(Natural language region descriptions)
━━━━━━━━━━━━━━━━━━━━

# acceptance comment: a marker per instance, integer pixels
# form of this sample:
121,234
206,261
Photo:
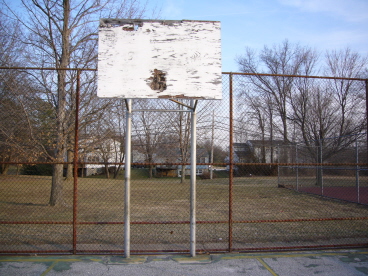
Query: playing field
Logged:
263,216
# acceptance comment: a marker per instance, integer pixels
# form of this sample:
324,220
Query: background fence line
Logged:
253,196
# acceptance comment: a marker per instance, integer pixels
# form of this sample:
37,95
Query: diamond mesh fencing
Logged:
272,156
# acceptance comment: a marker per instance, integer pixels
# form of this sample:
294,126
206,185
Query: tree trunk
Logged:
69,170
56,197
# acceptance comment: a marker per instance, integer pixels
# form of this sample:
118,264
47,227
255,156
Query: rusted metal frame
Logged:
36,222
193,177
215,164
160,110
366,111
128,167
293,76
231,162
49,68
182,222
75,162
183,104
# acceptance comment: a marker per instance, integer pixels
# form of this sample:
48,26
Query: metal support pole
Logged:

━━━━━━━━━━━━━━━━━━━━

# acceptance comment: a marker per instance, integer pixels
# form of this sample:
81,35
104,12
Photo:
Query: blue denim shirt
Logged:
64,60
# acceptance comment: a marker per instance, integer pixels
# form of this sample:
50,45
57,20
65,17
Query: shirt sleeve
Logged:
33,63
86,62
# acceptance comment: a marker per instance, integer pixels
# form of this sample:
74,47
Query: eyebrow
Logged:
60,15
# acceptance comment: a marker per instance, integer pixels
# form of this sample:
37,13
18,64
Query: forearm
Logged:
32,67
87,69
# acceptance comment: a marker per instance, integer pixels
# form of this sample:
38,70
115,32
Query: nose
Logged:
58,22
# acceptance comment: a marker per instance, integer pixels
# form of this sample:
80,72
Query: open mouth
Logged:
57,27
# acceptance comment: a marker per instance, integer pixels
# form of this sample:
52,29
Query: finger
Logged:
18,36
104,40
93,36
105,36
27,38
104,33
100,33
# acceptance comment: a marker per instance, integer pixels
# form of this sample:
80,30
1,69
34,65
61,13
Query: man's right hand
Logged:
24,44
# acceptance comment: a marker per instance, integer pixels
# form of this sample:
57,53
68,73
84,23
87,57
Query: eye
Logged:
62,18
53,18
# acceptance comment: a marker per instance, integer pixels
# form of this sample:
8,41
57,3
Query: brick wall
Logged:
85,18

━━━━━━━━━━━━━━━━━━━━

Prompt: Search the entries for the word "metal" and show every line that has it.

Answer to the problem:
Query: rusted metal frame
Query: metal support pole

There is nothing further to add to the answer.